La Commissione speciale aveva anche messo in guardia su un modello di detenzione e maltrattamenti dei bambini di più vasta portata. “Testimoni hanno riferito alla Commissione che il maltrattamento dei bambini palestinesi inizia dal momento dell’arresto. Un gran numero sono sistematicamente imprigionati. Le abitazioni dei bambini sono circondate da soldati israeliani a tarda notte, “bombe sonore” sono fatte esplodere nelle abitazioni, le porte sono abbattute, vengono sparati colpi di armi da fuoco, nessun mandato viene mostrato ai residenti. I bambini sono legati, bendati e costretti all’interno dei veicoli militari.” In pratica quanto descritto dal rapporto dell’Unicef.
Un rapporto di Defence for Children International (DCI) dell’aprile 2012 dal titolo “Legati, bendati e imprigionati” rilevava come, su 311 testimonianze giurate raccolte tra il 2008 e il 2012, il 75% dei detenuti palestinesi dai dodici ai diciassette anni di età subivano maltrattamenti durante l’arresto, gli interrogatori e la detenzione in attesa di giudizio[3].

Estratti di dati:
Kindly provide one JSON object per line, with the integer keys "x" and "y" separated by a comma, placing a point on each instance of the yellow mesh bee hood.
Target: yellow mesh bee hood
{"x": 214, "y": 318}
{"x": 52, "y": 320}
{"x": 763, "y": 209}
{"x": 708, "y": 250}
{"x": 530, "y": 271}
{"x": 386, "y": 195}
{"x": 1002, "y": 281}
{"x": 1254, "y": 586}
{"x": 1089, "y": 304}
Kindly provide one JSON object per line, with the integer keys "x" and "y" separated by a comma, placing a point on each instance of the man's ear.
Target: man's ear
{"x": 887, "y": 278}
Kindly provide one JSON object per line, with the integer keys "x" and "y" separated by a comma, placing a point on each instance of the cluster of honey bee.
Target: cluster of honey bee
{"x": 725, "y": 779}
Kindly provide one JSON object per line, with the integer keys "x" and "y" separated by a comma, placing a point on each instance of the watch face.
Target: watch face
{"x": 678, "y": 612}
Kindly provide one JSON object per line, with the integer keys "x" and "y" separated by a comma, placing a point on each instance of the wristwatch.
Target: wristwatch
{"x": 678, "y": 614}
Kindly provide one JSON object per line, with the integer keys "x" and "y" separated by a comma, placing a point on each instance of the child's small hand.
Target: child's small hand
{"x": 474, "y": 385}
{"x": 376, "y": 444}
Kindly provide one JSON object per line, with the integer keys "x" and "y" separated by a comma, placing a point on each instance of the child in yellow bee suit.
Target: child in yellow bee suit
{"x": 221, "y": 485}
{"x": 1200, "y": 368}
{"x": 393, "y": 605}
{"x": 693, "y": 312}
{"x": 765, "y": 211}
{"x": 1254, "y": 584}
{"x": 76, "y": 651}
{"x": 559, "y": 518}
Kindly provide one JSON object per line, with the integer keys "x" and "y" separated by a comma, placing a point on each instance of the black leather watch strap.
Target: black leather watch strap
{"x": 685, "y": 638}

COSA FARE: Nell'estratto, su quante testimonianze giurate si basava il rapporto di Defence for Children International dell'aprile 2012? Per rispondere attieniti soltanto all'estratto.

RISPOSTA ALL'ESERCIZIO: Su 311 testimonianze giurate.